- _Tasks_:
A. Reproduce the passage on joint mean and variance estimation, starting at "What This Looks" and ending at "from the comparison.".
B. Pick up the passage on joint mean and variance estimation after its last sentence and carry it forward.
==== Provided passage ====
Because the cross-statistic covariance $B$ couples the two estimators. The variance estimator $\hat{V}_{\text{GACV}}$ can absorb signal from the mean estimators of all groups whenever $B \neq 0$ — the optimal weights Equation 1 couple the two blocks. This is the same mechanism as the multi-output ACV gain (Multi-Output ACV Concept), applied to statistics rather than QoIs.

Concretely: when LF model variance estimates have non-zero cross-covariance with HF model mean estimates (as is typical for real model ensembles), the joint estimator’s variance for $\sigma_0^2$ is strictly less than the standalone variance-only estimator’s variance. The mean estimator’s variance is also improved or unchanged — never worse.

The gain is zero only in the degenerate case $B \equiv 0$ (the joint distribution of model outputs is such that mean and variance estimators are uncorrelated across models). For physically meaningful ensembles this essentially never holds; there is always a strict gain.

What This Looks Like Numerically

Figure 1 compares standalone estimation against joint mean+variance estimation on the polynomial five-model benchmark at budget $P = 500$, using both all $2^M - 1$ subsets and the smaller MLMC-style consecutive-pair subsets (with BLUE-optimal weights, not fixed $-1$). The pilot quantities $\boldsymbol{\Sigma}$, $W$, and $B$ are computed via exact Gauss quadrature on the known polynomial model functions, eliminating pilot sampling noise from the comparison.

Figure 1: Variance reduction (estimator variance / MC variance, lower is better) at $P = 500$. **Standalone** optimizes for each statistic independently; **Joint** optimizes for mean+variance simultaneously (minimizing log-det of the joint covariance). Both all $2^M{-}1$ subsets and MLMC-style consecutive-pair subsets (with BLUE-optimal weights, not fixed $-1$) are shown. **(a, b)** Mean and variance components (4 bars each). **(c)** Determinant of the joint covariance evaluated at each allocation separately (6 bars). Standalone mean and variance use different allocations, so we evaluate det(Cov) at the mean-only allocation, the variance-only allocation, and the joint allocation for each subset configuration. The joint allocation achieves the lowest determinant because it directly minimizes this quantity.
==== Supplied material ====
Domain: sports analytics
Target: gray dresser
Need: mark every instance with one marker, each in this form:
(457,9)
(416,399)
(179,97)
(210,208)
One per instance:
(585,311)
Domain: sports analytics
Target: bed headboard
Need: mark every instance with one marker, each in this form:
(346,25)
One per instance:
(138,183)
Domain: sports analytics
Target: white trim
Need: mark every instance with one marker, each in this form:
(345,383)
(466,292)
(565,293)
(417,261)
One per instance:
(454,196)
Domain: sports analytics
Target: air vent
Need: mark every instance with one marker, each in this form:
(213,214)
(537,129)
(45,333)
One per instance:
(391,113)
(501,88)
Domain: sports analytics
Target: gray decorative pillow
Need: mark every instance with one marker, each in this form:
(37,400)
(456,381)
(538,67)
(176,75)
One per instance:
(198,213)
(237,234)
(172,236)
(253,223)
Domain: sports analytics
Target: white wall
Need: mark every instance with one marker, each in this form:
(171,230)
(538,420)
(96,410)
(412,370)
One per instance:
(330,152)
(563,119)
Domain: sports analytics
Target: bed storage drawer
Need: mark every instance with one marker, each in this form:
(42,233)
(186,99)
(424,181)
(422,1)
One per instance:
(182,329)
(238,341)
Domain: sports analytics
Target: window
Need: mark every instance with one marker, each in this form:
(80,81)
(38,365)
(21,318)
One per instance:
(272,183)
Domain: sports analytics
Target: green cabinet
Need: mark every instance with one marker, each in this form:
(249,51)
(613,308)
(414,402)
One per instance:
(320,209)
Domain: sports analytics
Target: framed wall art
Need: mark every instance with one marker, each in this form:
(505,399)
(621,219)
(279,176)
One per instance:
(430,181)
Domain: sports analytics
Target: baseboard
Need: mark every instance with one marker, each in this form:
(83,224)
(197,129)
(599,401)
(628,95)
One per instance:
====
- _Responses for each task_:
A.
What This Looks Like Numerically

Figure 1 compares standalone estimation against joint mean+variance estimation on the polynomial five-model benchmark at budget $P = 500$, using both all $2^M - 1$ subsets and the smaller MLMC-style consecutive-pair subsets (with BLUE-optimal weights, not fixed $-1$). The pilot quantities $\boldsymbol{\Sigma}$, $W$, and $B$ are computed via exact Gauss quadrature on the known polynomial model functions, eliminating pilot sampling noise from the comparison.

B.
Three patterns to notice:

Joint estimation helps both statistics. In panels (a) and (b), the joint estimator achieves lower variance for both the mean and the variance component compared to standalone estimation with the same subsets.
The gain comes from the cross-statistic covariance $B$. When LF model variance estimates have non-zero cross-covariance with HF model mean estimates, the joint estimator can absorb signal that standalone estimation discards. This is the multi-output gain pattern from Multi-Output ACV Concept, applied across statistics rather than across QoIs.
The determinant reveals the joint objective. Panel (c) evaluates $\det(\mathrm{Cov})$ of the joint estimator covariance at each allocation separately. Standalone mean and standalone variance use different allocations, so we show what happens when the joint covariance is evaluated at the mean-only allocation, the variance-only allocation, and the joint allocation. The joint allocation achieves the lowest determinant because it directly minimizes this quantity, exploiting the $B$-matrix coupling.

Allocation Target vs Report Target

The previous figure compared standalone estimation (allocating and reporting a single statistic) against joint estimation (allocating for mean+variance simultaneously and reporting a component). A sharper question: what happens if you allocate for one statistic and report another? This is a problem-formulation question rather than an optimizer-tactics one (see the callout in Group ACV Optimization for the distinction).

Mean-guided screening for variance and joint allocations

Mean estimation has a dead threshold of zero — the optimizer can push partition sample counts below 2. But variance estimation is undefined for $m^k < 2$ (the $m^k - 1$ denominator in Equation 2). The variance and joint allocations in the figure below use MeanGuidedSubsetFitter to handle this: a cheap mean solve identifies the active partitions, then the target statistic is optimized on the reduced set.

Figure 2: Allocation-target mismatch at $P = 500$ using all $2^M{-}1$ subsets. Variance reduction ratio (estimator variance / MC variance, lower is better). The joint allocation is evaluated with the joint weight formula, extracting the relevant component. **(a) Mean report.** The joint estimator dominates — the $B$-matrix coupling provides signal that the standalone mean estimator cannot access. **(b) Variance report.** All three allocations are competitive; the joint allocation is marginally best.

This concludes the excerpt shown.